# start of Dataset content
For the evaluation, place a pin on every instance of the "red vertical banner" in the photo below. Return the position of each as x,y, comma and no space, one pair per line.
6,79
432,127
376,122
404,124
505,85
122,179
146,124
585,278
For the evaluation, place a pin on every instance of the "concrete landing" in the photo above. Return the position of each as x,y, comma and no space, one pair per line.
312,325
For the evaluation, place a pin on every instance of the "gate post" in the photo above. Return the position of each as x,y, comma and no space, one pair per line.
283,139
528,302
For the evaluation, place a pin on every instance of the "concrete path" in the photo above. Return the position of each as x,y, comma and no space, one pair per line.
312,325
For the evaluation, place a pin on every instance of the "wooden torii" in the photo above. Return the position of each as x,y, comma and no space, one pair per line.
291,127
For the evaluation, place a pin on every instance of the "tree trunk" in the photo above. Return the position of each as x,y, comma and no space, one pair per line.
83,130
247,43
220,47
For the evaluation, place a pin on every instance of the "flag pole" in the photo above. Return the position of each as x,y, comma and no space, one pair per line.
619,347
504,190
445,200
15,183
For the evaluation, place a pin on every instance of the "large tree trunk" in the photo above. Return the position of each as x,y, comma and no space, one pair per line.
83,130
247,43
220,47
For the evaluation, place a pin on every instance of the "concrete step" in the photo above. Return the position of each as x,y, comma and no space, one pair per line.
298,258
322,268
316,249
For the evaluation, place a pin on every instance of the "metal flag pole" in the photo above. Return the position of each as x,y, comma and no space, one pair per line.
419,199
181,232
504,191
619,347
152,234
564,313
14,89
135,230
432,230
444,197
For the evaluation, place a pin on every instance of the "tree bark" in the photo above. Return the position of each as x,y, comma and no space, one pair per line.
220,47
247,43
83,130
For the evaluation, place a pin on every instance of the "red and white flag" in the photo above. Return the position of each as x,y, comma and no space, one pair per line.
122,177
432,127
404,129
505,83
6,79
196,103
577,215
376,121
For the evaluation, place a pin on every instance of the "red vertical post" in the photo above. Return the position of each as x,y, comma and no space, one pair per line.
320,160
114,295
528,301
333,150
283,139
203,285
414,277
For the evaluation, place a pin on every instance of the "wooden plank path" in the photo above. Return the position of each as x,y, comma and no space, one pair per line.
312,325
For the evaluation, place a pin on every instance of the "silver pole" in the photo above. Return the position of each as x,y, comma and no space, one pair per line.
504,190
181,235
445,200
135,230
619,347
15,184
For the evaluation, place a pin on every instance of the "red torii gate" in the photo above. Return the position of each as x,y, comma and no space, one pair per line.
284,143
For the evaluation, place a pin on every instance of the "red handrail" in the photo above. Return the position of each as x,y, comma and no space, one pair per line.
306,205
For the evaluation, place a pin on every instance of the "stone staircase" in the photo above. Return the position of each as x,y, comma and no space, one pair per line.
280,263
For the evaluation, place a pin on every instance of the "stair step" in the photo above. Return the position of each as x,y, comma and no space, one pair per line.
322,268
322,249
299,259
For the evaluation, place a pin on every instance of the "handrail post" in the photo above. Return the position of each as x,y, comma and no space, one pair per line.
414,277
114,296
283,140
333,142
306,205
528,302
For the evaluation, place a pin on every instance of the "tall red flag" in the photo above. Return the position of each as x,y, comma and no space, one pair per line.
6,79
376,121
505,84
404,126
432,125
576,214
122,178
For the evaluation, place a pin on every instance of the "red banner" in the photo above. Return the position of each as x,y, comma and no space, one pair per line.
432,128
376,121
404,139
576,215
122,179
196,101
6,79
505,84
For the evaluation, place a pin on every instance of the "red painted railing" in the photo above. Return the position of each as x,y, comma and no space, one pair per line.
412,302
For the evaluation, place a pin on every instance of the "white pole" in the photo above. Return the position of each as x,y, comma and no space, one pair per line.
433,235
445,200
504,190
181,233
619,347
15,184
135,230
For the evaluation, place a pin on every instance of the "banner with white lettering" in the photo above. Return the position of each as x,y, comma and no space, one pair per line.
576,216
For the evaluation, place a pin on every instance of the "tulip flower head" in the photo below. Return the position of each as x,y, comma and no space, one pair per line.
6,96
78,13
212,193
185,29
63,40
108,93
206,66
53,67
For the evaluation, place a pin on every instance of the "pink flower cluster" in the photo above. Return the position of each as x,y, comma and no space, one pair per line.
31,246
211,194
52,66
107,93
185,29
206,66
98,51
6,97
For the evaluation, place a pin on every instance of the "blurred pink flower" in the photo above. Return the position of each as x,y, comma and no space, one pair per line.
# end of Dataset content
Print every entry exactly as written.

For the evaluation, place a pin on every instance of the "red vertical banner" in the photo below. Return the position of each as x,y, comma and no space, one pair per line.
6,79
432,127
376,122
404,124
505,85
122,179
146,124
585,278
For the evaluation, place a pin on every instance of the "concrete landing" in the photo above. Return the position of each as x,y, comma and no space, one pair per line.
312,325
For the evaluation, place a pin on every instance of the "gate post" in the photo above. Return the position of each as x,y, comma and no space, one pair per line.
283,139
528,302
For the evaluation, place a pin on every instance of the "concrete path" in the photo above. Return the position of each as x,y, comma and no space, one pair per line.
312,325
For the evaluation, place a pin on every instance of the "wooden torii" in the photo above. Return the position of each as x,y, comma and no space, one pair per line.
291,127
For the evaluation, place a pin on every instance of the "tree trunk" in the photo above. Return the position of each as x,y, comma and no space, one pair per line.
83,130
247,43
220,47
For the evaluation, place a pin on every instance of the "flag pole" in the photo above. Return the position of each as x,y, comma and no space, one pair per line.
619,347
504,190
445,200
15,183
For the evaluation, place a pin on every instance of the "large tree trunk" in the photo above. Return the position of each as x,y, comma and no space, one pair per line.
83,130
247,43
220,47
For the evaluation, place a pin on every instance of the "concrete step" in the photo above. Return the position of each as x,y, comma and no space, one pair per line.
298,258
322,268
316,249
For the evaluation, place a pin on every instance of the "metal flag pole" in the photo above. Return the position of each as x,y, comma and no space, one pair per line.
419,199
181,232
504,191
619,347
152,234
564,313
14,89
135,230
432,230
444,197
For the evaluation, place a pin on every instance of the "tree bark" in the photo above. Return the position of each as x,y, comma and no space, one pair per line.
220,47
247,43
83,130
For the evaluation, place a pin on every instance of the "red and white flag" in the photo above. Return the position of each as x,y, comma and no space, one pair per line.
122,177
432,127
404,129
505,83
6,79
196,103
577,215
376,121
For the evaluation, place a pin on every instance of the "red vertical post" in the photo above. Return the position of each as x,y, comma and no space, one pair per line.
320,160
114,295
528,301
333,150
283,139
203,285
414,277
For the evaluation, place a pin on every instance of the "wooden plank path" in the photo above. Return the position of each as x,y, comma and no space, one pair per line.
312,325
For the evaluation, place a pin on every instance of the "silver pole" in the photo above. Return the position of each as x,y, comma and no space, one pair per line.
504,190
181,235
445,200
135,230
619,347
15,184
For the evaluation, place a pin on every instance of the "red torii gate" in the photo above. Return the position of each as x,y, comma and no space, one pair per line.
284,143
For the evaluation, place a pin on every instance of the "red handrail" in the photo above. Return the position of each as x,y, comma and no space, one pair per line.
306,205
For the evaluation, place a pin on every instance of the "stone staircase" in the photo above. Return the position of each as x,y, comma and no space, one pair per line.
280,263
For the evaluation, place a pin on every instance of the "stair step" in the photo above. Return the position of each as x,y, comma and no space, one pair per line.
322,268
322,249
299,259
For the evaluation, place a pin on every instance of the "handrail post" in the photo above. Return the position of each as x,y, comma and no space, one pair per line.
414,277
114,296
283,140
333,142
306,205
528,302
For the evaluation, place a pin on every instance of the "tall red flag" in the photo above. Return the position of each as x,y, comma and no space, one pair per line.
6,79
376,121
505,84
404,126
432,125
576,214
122,178
For the evaluation, place a pin on every instance of the "red banner" in the photo above. Return the position of each as x,y, comma and no space, one pair per line.
432,128
376,121
404,139
576,215
122,179
196,101
6,79
505,84
For the evaluation, place a pin on every instance of the "red painted railing" in the photo above. Return the position of each as x,y, comma and no space, one pair per line.
412,302
For the evaluation, place a pin on every instance of the "white pole" in the photo above. Return the position of each as x,y, comma and no space, one pair per line.
433,235
445,200
504,190
181,233
619,347
15,184
135,230
For the evaluation, place a pin on every instance of the "banner with white lettering" in the photo above. Return the position of each as x,y, comma and no space, one pair per line.
576,216
For the evaluation, place a pin on every instance of the "tulip flower head" in the photo below. Return the position of each as x,y, comma and no space, one pair per line.
6,96
78,13
212,193
185,29
63,40
108,93
206,66
53,67
For the evaluation, place a pin on every instance of the "pink flower cluster" in the photo above. Return the position of each as x,y, comma and no space, one pair per line.
31,246
211,194
52,66
107,93
185,29
206,66
98,51
6,97
For the evaluation, place a pin on every instance of the "blurred pink flower" in the photo above. Return the position of each as x,y, comma and no space, one pair per line.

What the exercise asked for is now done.